■ **Working data**
******

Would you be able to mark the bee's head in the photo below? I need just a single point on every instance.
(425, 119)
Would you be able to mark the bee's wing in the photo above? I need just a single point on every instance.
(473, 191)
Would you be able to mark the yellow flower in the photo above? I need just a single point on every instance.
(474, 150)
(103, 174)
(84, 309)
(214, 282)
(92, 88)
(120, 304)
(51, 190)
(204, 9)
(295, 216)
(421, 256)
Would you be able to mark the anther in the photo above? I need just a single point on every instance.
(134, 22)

******

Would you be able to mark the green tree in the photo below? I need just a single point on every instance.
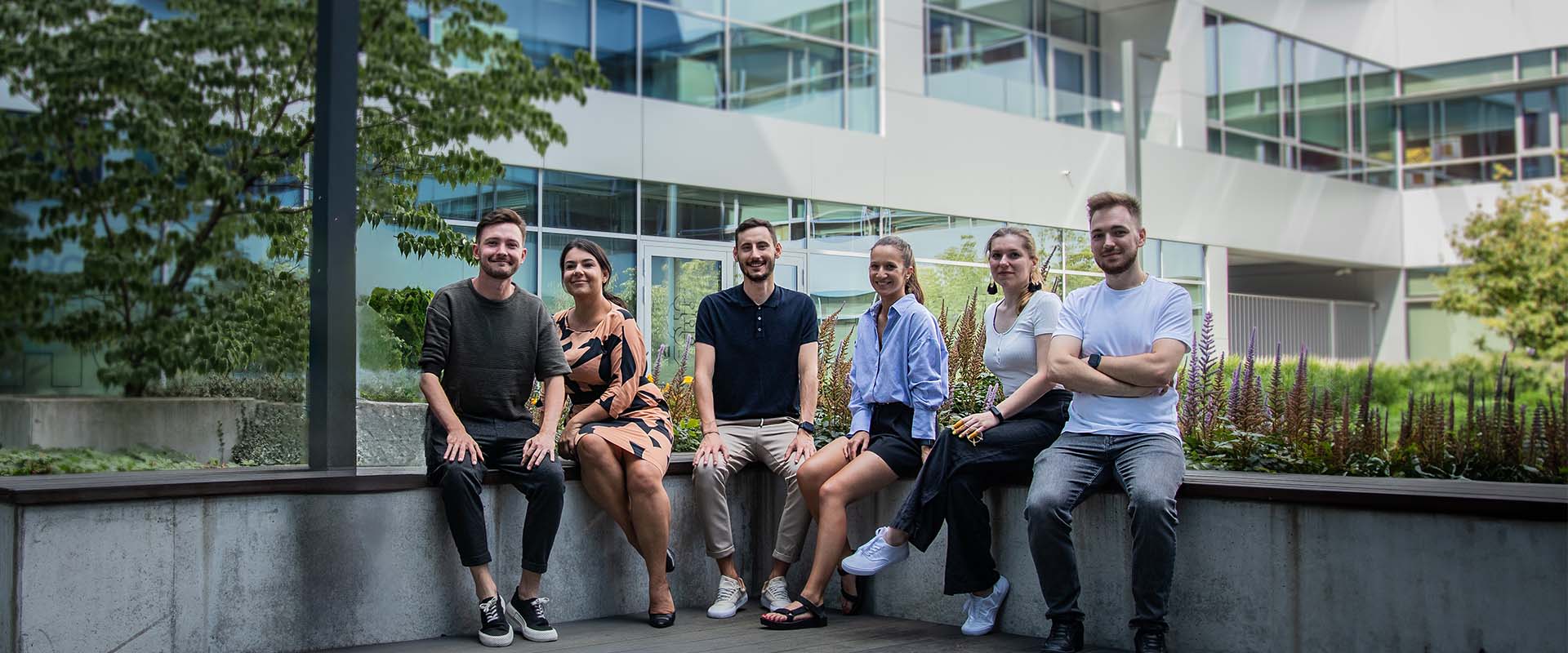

******

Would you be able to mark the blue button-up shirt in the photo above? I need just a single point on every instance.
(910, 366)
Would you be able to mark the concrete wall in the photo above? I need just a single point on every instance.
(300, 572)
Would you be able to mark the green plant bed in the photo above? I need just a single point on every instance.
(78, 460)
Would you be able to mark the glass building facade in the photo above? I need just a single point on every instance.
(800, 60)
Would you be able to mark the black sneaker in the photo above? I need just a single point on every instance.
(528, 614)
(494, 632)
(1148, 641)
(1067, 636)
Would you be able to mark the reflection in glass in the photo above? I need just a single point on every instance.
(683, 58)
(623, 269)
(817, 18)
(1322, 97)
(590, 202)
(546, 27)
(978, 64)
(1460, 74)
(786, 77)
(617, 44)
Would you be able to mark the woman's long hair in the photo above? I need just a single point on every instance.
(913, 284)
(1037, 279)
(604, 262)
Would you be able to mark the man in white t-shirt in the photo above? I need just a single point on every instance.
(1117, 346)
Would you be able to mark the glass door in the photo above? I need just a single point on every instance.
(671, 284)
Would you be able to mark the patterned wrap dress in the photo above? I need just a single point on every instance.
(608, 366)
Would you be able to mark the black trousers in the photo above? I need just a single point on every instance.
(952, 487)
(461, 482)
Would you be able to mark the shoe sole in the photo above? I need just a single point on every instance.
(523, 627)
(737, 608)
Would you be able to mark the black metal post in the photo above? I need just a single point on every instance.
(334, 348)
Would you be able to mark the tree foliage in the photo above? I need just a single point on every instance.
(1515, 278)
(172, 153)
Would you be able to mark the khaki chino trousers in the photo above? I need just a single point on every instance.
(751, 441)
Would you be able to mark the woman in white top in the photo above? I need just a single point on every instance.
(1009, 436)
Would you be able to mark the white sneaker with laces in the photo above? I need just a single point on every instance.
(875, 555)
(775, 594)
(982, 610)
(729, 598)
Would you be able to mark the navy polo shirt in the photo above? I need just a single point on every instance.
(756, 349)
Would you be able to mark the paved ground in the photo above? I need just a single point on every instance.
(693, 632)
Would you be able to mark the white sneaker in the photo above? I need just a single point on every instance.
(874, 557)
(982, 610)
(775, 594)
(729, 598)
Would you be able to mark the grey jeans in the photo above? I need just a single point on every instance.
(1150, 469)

******

■ **What the task requires**
Copy out the rows, word for word, from the line containing "Would you be able to mark the glass door" down through the line containing "(1150, 469)", with both lines included.

■ **Right answer**
Would you be able to mark the glass door in the photo above? I need just a single point on every instance.
(671, 284)
Would you be able to mark the patterned wrap dress in the photo above? I need just a single point on every instance.
(608, 366)
Would you be able to mark the black trousers in the photo above? I need just a single point on every instance.
(952, 487)
(461, 482)
Would you be able to mark the shoe sole in the photo above? I need just a single point on every instance.
(523, 627)
(737, 608)
Would you be able to mark the black metal post in the photo above? I need just a single point on every instance.
(334, 348)
Would you be able to mark the tree foliage in the photo above? I need just a single point on every instance.
(1515, 278)
(172, 153)
Would you be able to mark the khaki chino trousers in the photo above? I need just a single point on every instance.
(751, 441)
Would you be able to mark the woman in white top in the photo above? I need just a single point on every instance.
(1009, 436)
Would you be able to mark the white sneaker with laces in the photo above? I need just a single point on every instance.
(875, 555)
(775, 594)
(982, 610)
(729, 598)
Would you be able to mark the navy polo shirt in the photo above? I need just a single point on every instance.
(756, 349)
Would you be able to mark the paved ground in the photo above? I need just a single point on every instance.
(693, 632)
Would you be able to mark the white sneaker in the photo above? I need just a single point on every instance.
(874, 557)
(982, 610)
(775, 594)
(729, 598)
Would you be able to mark the grey jeans in the photo above? I need just a single point on every instance.
(1150, 469)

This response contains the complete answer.